### [TRAVAIL À EFFECTUER]
1 - Répondez brièvement aux questions suivantes d'après le portrait de Mélanie, la restauratrice :
(a) Quel nom le quartier Poudrière a-t-il pris par la suite ?
(b) Dans quel pays le père de Mélanie a-t-il combattu ?
(c) Quel diplôme Mélanie obtient-elle au Togo ?
2 - Poursuivez le portrait de Mélanie, la restauratrice, à partir de sa dernière phrase.

### [EXTRAIT DU DOCUMENT]
···

Quand la tradition et l’ambition se rencontrent
« Je suis une passionnée de la cuisine et cette passion je l’ai acquise grâce à ma mère qui m’a apprise l’art culinaire traditionnel de son village »
Née en 1985 à Niamey dans le quartier Poudrière qui prendra par la suite le nom de Wadata, Houianio Épiphanie Mélanie, mère d’une fille et restauratrice, fut une jeune fille qui nourrissait de grandes ambitions. Fille de parents originaires du Dahomey, actuel Bénin, le père de Mélanie est un ancien combattant de l’armée française qui a combattu en Algérie. Après les indépendances, le père de Mélanie décide de rester au Niger et prendre la nationalité nigérienne. Après sa retraite anticipée, il a continué à servir comme comptable dans une entreprise de Niamey. La mère de Mélanie est une cousine de son père, les deux sont du même village situé dans le sud du Bénin.
Dès son jeune âge, Mélanie est animée d’un engagement pour ses ambitions. Cette dernière l’a propulsée dans ses études du primaire jusqu’à l’obtention de son baccalauréat au collège Mariama de Niamey dans les années 2004. En 2005, elle quitte Niamey pour le Togo où elle obtient son diplôme universitaire en commerce international. En 2009, Mélanie revient à Niamey et commence ses stages dans un service de la place. C’est là qu’elle entrera en contact avec son métier du future, la restauration.

···

### [LES DONNÉES]
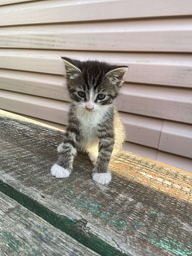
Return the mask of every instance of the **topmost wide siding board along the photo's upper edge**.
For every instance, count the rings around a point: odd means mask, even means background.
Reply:
[[[15,2],[2,0],[0,5]],[[11,26],[36,23],[63,23],[91,20],[122,20],[141,17],[170,17],[191,15],[190,0],[68,0],[39,1],[0,10],[0,25]],[[11,15],[8,15],[11,14]]]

···

### [VOS RÉPONSES RÉDIGÉES]
1 -
(a) Wadata.
(b) En Algérie.
(c) Un diplôme universitaire en commerce international.

2 -
« Je suis une passionnée de la cuisine et cette passion je l’ai acquise grâce à ma mère qui m’a appris l’art culinaire traditionnel de son village. Parmi les menus qu’elle m’a appris figure un plat que les gens aiment beaucoup et c’est le Dokonou. En partant pour mes stages, je prépare tôt mon Dokonou que je vais prendre comme petit-déjeuner. Arrivée au boulot, je partage avec mes collègues ma nourriture, ces derniers me disent toujours pourquoi ne pas préparer pour nous amener et on te paie. Au départ, j’ai hésité, mais je me suis posé une question pourquoi pas et cela peut me procurer un peu d’argent pour satisfaire certaines de mes factures. C’est à partir de ce moment- là que je me suis lancé dans le commerce des plats » a raconté Mélanie à Dialogue Migration.
« À part tes études qu’est-ce que tu sais faire le mieux dans ta vie ? »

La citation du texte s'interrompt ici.